- **Texto para leer**
######
La toma por el MRTA de la casa del embajador del Japón en el Perú, Morihisa Aoki, fue para mí el más grande revés de mi vida periodística, según explicaré en esta nota. Por entonces yo ejercía la jefatura del Servicio de Noticias de América Televisión.
Quiero explicar anteladamente que nada es más ambicioso para un periodista que estar en medio de la noticia. No por afán de figuración, sino porque el periodista es invadido por la adrenalina en esas circunstancias. En el ejercicio de la profesión, por más de cincuenta años, he vivido repetidamente esa sensación ante el peligro extremo. Una de esas ocasiones ocurrió con motivo del atentado contra Frecuencia Latina, el 5 de junio de 1992, hecho del cual felizmente salí con vida.
Yo estuve invitado para participar en el agasajo brindado por el embajador Aoki con motivo del onomástico del emperador del Japón. Tenía planeado llegar a eso de las 8 de la noche, es decir una hora después de la hora fijada por la esquela.
######
- **Entradas**
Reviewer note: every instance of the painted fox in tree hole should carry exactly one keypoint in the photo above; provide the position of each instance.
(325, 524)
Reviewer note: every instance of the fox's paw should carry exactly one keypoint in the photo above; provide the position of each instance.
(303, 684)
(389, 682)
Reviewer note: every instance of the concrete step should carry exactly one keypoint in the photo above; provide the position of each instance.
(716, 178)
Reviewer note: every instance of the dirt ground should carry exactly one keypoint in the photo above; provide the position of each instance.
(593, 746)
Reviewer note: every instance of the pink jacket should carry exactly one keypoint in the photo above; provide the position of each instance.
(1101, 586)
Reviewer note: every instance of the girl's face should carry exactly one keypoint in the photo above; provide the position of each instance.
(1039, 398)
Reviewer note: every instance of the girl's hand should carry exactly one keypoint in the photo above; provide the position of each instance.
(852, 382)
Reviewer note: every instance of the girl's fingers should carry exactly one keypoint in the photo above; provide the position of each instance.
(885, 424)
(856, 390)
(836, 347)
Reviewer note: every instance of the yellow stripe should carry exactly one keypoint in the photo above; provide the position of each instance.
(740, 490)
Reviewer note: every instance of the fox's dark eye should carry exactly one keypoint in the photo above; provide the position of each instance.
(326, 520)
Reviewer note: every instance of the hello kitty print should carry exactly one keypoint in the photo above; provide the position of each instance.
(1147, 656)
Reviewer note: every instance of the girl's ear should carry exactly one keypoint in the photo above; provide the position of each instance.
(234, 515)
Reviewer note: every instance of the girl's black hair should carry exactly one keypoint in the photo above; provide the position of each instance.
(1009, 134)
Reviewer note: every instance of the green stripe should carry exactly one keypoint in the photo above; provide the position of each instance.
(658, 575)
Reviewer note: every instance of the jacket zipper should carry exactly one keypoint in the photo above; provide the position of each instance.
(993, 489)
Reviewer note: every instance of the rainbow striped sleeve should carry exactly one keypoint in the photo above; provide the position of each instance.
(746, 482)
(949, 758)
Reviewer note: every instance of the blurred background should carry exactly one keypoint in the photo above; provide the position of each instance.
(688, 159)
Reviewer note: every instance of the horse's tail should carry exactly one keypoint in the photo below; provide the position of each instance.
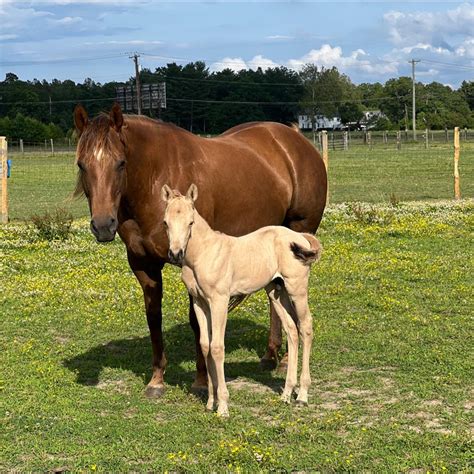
(235, 301)
(307, 256)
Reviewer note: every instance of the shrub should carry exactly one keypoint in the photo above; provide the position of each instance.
(56, 226)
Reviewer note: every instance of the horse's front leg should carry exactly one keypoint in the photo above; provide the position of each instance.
(201, 381)
(148, 274)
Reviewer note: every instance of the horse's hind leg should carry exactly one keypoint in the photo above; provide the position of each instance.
(282, 305)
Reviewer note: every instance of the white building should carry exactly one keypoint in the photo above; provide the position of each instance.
(321, 122)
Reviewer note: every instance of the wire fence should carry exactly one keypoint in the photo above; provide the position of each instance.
(378, 170)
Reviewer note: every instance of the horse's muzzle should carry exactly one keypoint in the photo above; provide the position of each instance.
(176, 258)
(104, 228)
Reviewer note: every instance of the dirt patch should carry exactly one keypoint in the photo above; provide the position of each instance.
(330, 405)
(432, 403)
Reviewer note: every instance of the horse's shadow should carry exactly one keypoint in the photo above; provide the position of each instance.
(134, 355)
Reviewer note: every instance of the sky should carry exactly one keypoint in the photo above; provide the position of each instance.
(369, 41)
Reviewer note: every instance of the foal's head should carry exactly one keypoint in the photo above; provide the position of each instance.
(101, 160)
(178, 220)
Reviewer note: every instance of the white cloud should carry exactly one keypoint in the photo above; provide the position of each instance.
(466, 49)
(260, 61)
(329, 56)
(435, 28)
(124, 43)
(237, 64)
(279, 37)
(8, 37)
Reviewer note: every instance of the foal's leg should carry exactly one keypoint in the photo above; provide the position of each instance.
(218, 306)
(200, 382)
(298, 292)
(282, 305)
(204, 328)
(270, 359)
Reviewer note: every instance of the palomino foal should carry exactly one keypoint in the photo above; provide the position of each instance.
(216, 266)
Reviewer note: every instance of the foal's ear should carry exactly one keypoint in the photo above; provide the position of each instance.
(166, 193)
(192, 192)
(80, 118)
(116, 117)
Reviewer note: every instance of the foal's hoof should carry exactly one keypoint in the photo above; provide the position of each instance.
(199, 391)
(301, 403)
(154, 391)
(268, 364)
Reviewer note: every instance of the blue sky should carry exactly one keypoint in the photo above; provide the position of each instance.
(369, 41)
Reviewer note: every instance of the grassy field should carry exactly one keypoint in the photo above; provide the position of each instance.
(391, 362)
(41, 182)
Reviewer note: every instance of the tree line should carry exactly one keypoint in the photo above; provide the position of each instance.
(204, 101)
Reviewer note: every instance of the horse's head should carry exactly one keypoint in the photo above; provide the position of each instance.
(178, 220)
(101, 160)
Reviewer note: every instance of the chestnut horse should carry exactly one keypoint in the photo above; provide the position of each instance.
(251, 176)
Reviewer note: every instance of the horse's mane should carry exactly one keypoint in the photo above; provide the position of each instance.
(96, 135)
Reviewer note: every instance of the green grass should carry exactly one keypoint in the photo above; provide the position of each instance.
(41, 182)
(391, 361)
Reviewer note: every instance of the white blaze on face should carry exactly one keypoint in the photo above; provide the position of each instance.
(98, 153)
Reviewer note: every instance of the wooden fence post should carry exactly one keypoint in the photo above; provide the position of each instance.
(457, 189)
(324, 139)
(4, 180)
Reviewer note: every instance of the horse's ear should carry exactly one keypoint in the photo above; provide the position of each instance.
(166, 193)
(192, 192)
(80, 118)
(116, 117)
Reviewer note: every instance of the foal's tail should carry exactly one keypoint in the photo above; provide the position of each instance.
(307, 256)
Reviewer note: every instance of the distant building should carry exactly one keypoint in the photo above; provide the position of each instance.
(321, 122)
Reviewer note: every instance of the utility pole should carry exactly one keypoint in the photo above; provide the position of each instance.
(137, 82)
(413, 62)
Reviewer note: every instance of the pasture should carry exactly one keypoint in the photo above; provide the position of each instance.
(391, 366)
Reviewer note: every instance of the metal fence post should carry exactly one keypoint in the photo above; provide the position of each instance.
(4, 180)
(324, 139)
(457, 188)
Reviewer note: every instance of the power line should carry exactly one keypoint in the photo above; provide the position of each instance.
(461, 66)
(58, 61)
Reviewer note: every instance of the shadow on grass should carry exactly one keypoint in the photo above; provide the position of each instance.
(134, 355)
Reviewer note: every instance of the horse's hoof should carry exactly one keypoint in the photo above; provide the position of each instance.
(301, 403)
(155, 391)
(223, 413)
(268, 364)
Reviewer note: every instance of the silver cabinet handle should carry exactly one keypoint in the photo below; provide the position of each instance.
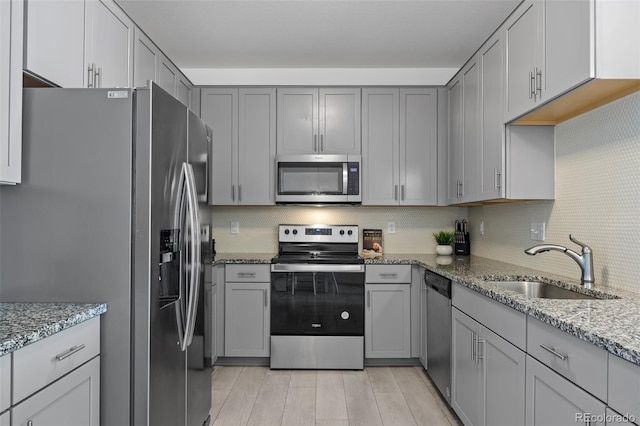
(388, 275)
(72, 350)
(554, 352)
(98, 77)
(473, 347)
(90, 75)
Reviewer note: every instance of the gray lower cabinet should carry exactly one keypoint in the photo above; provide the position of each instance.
(247, 311)
(488, 375)
(72, 400)
(553, 400)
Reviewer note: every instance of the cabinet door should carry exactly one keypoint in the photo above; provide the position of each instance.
(109, 43)
(167, 75)
(220, 111)
(418, 147)
(146, 57)
(455, 146)
(246, 320)
(11, 49)
(339, 121)
(297, 121)
(491, 61)
(256, 146)
(471, 131)
(388, 321)
(568, 48)
(523, 38)
(72, 400)
(54, 43)
(380, 146)
(183, 90)
(503, 380)
(466, 374)
(553, 400)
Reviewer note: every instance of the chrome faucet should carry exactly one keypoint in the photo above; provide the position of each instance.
(585, 260)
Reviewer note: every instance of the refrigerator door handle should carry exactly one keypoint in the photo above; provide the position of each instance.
(195, 257)
(179, 221)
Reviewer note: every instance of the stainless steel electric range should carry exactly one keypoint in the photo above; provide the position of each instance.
(317, 298)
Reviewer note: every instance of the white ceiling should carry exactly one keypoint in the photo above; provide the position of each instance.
(318, 34)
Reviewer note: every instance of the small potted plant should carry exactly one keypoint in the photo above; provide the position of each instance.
(444, 239)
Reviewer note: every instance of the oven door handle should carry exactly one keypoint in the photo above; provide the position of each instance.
(287, 267)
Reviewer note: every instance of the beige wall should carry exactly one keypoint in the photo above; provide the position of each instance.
(597, 200)
(258, 225)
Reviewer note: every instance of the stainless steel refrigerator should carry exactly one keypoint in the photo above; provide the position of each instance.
(112, 209)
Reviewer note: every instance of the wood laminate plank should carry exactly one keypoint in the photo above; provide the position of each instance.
(331, 403)
(300, 407)
(361, 402)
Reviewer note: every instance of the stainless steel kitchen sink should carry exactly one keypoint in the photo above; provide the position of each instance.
(541, 290)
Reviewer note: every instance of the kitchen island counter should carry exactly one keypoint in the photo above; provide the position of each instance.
(24, 323)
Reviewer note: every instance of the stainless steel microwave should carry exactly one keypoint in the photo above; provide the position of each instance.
(318, 179)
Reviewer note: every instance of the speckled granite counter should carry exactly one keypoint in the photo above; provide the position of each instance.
(25, 323)
(612, 323)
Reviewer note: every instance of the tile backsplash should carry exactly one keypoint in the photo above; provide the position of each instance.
(258, 225)
(597, 200)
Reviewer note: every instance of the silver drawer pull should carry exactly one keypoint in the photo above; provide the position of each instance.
(556, 353)
(388, 275)
(69, 352)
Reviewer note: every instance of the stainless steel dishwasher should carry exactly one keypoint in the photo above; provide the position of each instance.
(439, 332)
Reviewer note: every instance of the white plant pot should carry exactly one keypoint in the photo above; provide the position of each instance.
(444, 250)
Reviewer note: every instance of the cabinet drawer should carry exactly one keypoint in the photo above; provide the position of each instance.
(624, 386)
(5, 382)
(502, 320)
(577, 360)
(388, 274)
(40, 363)
(247, 273)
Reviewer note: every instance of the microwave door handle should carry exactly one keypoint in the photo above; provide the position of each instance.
(345, 178)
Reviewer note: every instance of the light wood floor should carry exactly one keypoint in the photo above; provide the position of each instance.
(374, 396)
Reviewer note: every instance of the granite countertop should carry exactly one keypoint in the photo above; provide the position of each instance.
(25, 323)
(611, 323)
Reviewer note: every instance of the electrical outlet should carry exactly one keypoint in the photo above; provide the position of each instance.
(235, 227)
(538, 231)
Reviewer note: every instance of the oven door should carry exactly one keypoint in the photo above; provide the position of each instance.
(317, 300)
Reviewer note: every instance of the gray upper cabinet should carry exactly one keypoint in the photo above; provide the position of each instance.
(146, 58)
(11, 48)
(464, 134)
(523, 37)
(324, 121)
(109, 45)
(554, 47)
(244, 141)
(79, 44)
(399, 147)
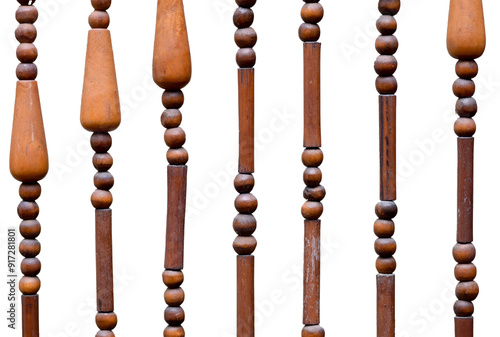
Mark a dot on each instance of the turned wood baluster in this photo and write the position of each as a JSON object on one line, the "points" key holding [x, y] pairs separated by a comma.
{"points": [[466, 41], [172, 72], [385, 246], [244, 223], [312, 157], [100, 114], [28, 162]]}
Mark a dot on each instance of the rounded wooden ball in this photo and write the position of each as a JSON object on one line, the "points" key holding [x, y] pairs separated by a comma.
{"points": [[244, 245], [309, 32], [246, 203], [101, 199], [244, 224], [106, 320], [177, 156]]}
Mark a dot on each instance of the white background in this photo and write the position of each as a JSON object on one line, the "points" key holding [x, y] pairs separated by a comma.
{"points": [[426, 170]]}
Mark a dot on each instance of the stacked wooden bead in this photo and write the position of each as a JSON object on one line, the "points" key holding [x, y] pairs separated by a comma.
{"points": [[26, 34], [245, 36], [387, 45]]}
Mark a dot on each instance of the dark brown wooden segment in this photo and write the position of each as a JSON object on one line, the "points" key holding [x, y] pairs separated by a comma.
{"points": [[246, 119], [245, 296], [312, 94], [464, 326], [176, 209], [312, 262], [104, 260], [465, 189], [30, 315], [387, 105], [385, 305]]}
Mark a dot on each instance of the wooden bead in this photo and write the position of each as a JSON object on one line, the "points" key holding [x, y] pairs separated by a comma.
{"points": [[465, 127], [246, 57], [463, 308], [29, 285], [26, 14], [175, 137], [26, 33], [174, 297], [26, 71], [244, 183], [102, 161], [244, 224], [312, 176], [171, 118], [466, 107], [106, 321], [30, 229], [387, 25], [246, 203], [99, 20], [177, 156], [309, 32], [243, 17], [464, 253], [245, 38], [385, 247], [386, 65], [29, 248], [312, 210], [467, 291], [385, 265], [312, 12], [27, 210], [30, 192], [386, 85], [386, 44], [386, 210], [244, 245], [173, 278], [312, 157], [101, 199], [384, 228]]}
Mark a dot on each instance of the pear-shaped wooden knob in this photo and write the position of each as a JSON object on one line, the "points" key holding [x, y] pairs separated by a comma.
{"points": [[171, 58], [466, 38], [29, 161], [100, 110]]}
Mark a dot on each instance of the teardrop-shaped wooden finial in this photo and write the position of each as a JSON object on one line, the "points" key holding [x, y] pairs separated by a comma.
{"points": [[100, 110], [171, 58], [466, 34], [29, 161]]}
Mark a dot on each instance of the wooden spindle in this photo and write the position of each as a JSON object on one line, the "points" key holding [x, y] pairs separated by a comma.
{"points": [[385, 246], [244, 223], [172, 71], [100, 114], [28, 162], [312, 157], [466, 41]]}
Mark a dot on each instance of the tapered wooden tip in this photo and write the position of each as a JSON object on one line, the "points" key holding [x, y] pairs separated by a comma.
{"points": [[171, 58], [100, 110], [29, 161], [466, 34]]}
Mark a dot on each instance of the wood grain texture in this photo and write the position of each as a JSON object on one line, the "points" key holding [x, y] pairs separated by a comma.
{"points": [[246, 120], [100, 109], [176, 209], [387, 143], [29, 160], [312, 94], [245, 296], [171, 57], [465, 189], [104, 260]]}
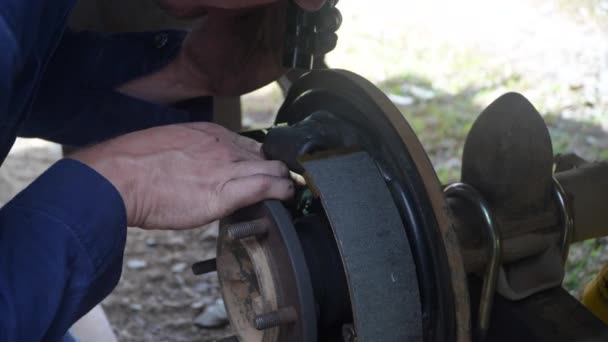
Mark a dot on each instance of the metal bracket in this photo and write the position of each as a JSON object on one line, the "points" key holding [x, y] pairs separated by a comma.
{"points": [[468, 193]]}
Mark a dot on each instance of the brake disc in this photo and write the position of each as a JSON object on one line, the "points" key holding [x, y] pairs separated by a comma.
{"points": [[360, 157]]}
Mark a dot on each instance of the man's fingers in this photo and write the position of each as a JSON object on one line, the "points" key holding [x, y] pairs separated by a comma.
{"points": [[243, 192], [311, 5], [251, 146], [248, 168]]}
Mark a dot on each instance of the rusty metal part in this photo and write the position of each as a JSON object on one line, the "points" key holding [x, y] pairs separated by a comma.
{"points": [[261, 274], [276, 318], [494, 252], [243, 230], [549, 316], [416, 190], [508, 158], [586, 187], [377, 258]]}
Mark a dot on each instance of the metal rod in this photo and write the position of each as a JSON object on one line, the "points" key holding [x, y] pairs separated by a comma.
{"points": [[490, 278], [567, 218]]}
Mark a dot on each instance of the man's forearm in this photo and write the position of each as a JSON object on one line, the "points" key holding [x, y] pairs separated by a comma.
{"points": [[165, 86]]}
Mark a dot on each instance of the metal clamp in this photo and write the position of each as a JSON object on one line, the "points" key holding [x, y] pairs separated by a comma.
{"points": [[566, 216], [468, 193]]}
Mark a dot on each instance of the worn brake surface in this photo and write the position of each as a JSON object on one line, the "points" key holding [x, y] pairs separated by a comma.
{"points": [[374, 248], [383, 216]]}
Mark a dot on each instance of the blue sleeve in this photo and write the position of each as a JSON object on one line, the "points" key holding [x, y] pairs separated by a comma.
{"points": [[61, 250], [76, 103]]}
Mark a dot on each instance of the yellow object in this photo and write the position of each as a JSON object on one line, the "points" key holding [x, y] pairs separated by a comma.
{"points": [[595, 296]]}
######
- **Consigna**
Copia del texto sobre la toma de la casa del embajador del Japón el fragmento que va desde "La toma por" hasta "de América Televisión.", ambos incluidos.

- **Respuesta**
La toma por el MRTA de la casa del embajador del Japón en el Perú, Morihisa Aoki, fue para mí el más grande revés de mi vida periodística, según explicaré en esta nota. Por entonces yo ejercía la jefatura del Servicio de Noticias de América Televisión.